Challenge -> In the essay on failure in Silicon Valley, copy word for word the part that opens with "Since the news" and closes with "common economic activity.".

Millionerds

Losers

The cult of failure in Silicon Valley.

Since the news you hear from Silicon Valley is usually that another teen-ager has sold his Web crawler for a hundred million dollars, you probably assume that everyone here is successful. And it is true that there is no place now in the American economy–not even Wall Street–where so much money is made so quickly by so many. But it is also true that most businesses in Silicon Valley fail. For every successful company financed by Valley venture capitalists such as Kathryn Gould, whom I wrote about in my last column, there are nine VC-backed flops. The failed startups that couldn’t even get money from the elite venture capitalists are too numerous for anyone to bother noticing them. Failure is the Valley’s most common economic activity.

But the Valley has responded by making failure something of a badge of honor. In the past 20 years or so, it has created the closest thing in capitalism to the old aristocratic idea of the nobility of failure. Get any prominent Silicon Valley person talking about what makes his culture special, and sooner or later he will say something like this: “We have built a new system. Unlike you people back East, we do not stigmatize people as failures. Here we understand that failure is what happens when you try. We reward it.”

Supplied information ->
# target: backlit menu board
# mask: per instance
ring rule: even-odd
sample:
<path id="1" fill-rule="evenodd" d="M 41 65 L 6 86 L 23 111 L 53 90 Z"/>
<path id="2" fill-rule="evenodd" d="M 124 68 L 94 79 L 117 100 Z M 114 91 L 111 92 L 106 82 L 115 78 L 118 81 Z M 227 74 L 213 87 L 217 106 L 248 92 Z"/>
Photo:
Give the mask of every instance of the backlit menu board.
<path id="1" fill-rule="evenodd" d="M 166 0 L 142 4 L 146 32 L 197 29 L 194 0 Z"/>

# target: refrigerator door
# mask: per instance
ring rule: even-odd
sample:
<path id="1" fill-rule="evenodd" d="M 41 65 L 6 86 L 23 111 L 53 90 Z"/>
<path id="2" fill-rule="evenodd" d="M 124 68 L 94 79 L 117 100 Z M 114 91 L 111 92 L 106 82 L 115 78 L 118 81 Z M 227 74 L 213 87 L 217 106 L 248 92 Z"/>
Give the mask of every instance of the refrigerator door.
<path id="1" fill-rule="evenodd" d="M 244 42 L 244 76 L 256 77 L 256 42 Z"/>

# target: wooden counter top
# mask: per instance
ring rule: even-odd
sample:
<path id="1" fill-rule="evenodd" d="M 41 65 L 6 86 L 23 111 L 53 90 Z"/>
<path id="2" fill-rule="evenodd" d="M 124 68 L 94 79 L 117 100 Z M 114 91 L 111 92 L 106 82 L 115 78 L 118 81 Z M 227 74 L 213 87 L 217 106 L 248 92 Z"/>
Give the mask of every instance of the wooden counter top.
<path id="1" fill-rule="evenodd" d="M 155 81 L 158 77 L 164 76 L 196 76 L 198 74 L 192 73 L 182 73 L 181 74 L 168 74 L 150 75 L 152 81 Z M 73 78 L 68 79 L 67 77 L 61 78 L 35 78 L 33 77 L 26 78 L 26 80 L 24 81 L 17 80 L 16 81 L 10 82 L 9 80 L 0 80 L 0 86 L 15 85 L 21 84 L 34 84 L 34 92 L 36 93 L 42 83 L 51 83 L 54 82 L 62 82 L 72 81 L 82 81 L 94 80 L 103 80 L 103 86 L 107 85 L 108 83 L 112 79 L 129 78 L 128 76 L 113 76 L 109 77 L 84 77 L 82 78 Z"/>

The answer ->
Since the news you hear from Silicon Valley is usually that another teen-ager has sold his Web crawler for a hundred million dollars, you probably assume that everyone here is successful. And it is true that there is no place now in the American economy–not even Wall Street–where so much money is made so quickly by so many. But it is also true that most businesses in Silicon Valley fail. For every successful company financed by Valley venture capitalists such as Kathryn Gould, whom I wrote about in my last column, there are nine VC-backed flops. The failed startups that couldn’t even get money from the elite venture capitalists are too numerous for anyone to bother noticing them. Failure is the Valley’s most common economic activity.